== Short exercise 1 ==
Please use the API summary below to explain, in one to three sentences, what dpuEnableTaskProfile() is for.

== Passage shown ==
C++ APIs - 1.4 English

Vitis AI User Guide (UG1414)

Document ID
UG1414
Release Date
2021-07-22
Version
1.4 English

The following Vitis AI advanced low-level C++ programming APIs are briefly summarized.

Name

libn2cube.so

Description

DPU runtime library

Routines

dpuOpen()
Open & initialize the usage of DPU device
dpuClose()
Close & finalize the usage of DPU device
dpuLoadKernel()
Load a DPU Kernel and allocate DPU memory space for its Code/Weight/Bias segments
dpuDestroyKernel()
Destroy a DPU Kernel and release its associated resources
dpuCreateTask()
Instantiate a DPU Task from one DPU Kernel, allocate its private working memory buffer and prepare for its execution context
dpuRunTask()
Launch the running of DPU Task
dpuDestroyTask()
Remove a DPU Task, release its working memory buffer and destroy associated execution context
dpuSetTaskPriority()
Dynamically set a DPU Task's priority to a specified value at runtime. Priorities range from 0 (the highest priority) to 15 (the lowest priority). If not specified, the priority of a DPU Task is 15 by default.
dpuGetTaskPriority()
Retrieve a DPU Task's priority.
dpuSetTaskAffinity()
Dynamically set a DPU Task's affinity over DPU cores at runtime. If not specified, a DPU Task can run over all the available DPU cores by default.
dpuGetTaskAffinity()
Retrieve a DPU Task's affinity over DPU cores.
dpuEnableTaskDebug()
Enable dump facility of DPU Task while running for debugging purpose
dpuEnableTaskProfile()
Enable profiling facility of DPU Task while running to get its performance metrics
dpuGetTaskProfile()

== Data extract ==
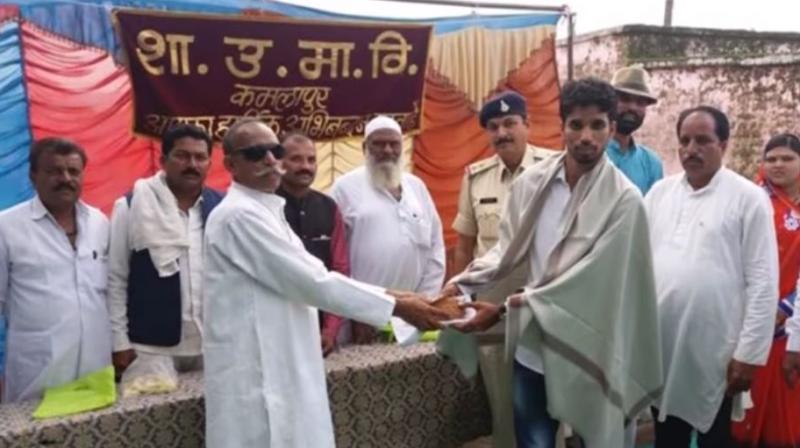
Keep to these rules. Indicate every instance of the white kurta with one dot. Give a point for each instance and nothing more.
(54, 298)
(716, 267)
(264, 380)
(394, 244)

--

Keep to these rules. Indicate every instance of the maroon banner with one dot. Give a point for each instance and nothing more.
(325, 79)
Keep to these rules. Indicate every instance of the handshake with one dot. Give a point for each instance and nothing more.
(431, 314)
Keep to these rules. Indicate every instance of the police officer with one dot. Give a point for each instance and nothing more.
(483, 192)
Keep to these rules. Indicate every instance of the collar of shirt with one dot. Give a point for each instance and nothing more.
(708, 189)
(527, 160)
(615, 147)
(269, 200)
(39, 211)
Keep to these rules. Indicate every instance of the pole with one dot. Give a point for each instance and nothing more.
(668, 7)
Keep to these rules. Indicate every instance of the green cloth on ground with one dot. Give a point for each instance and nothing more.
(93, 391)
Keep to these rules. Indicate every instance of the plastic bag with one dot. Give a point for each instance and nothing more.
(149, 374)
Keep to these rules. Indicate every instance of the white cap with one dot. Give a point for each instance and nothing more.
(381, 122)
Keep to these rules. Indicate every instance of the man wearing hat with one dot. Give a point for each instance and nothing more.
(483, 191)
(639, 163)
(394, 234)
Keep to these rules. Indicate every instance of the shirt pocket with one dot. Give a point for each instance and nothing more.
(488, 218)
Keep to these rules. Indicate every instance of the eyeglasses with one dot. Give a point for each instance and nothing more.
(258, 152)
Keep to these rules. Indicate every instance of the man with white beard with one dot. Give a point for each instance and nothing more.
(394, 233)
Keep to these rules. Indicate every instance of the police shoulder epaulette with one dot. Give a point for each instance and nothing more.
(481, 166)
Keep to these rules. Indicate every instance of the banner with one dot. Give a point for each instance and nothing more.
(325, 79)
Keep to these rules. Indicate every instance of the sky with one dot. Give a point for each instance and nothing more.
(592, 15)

== Short exercise 2 ==
Locate each line in the rows above that contains the string "shirt", and copy those lines out; case counts.

== Task solution 1 ==
dpuEnableTaskProfile() turns on the profiling facility of a DPU Task while the task is running. Its purpose is to obtain the task's performance metrics.

== Task solution 2 ==
Keep to these rules. Indicate every instance of the collar of shirt with one dot. Give a point for each instance and nothing more.
Keep to these rules. Indicate every instance of the shirt pocket with one dot. Give a point for each instance and nothing more.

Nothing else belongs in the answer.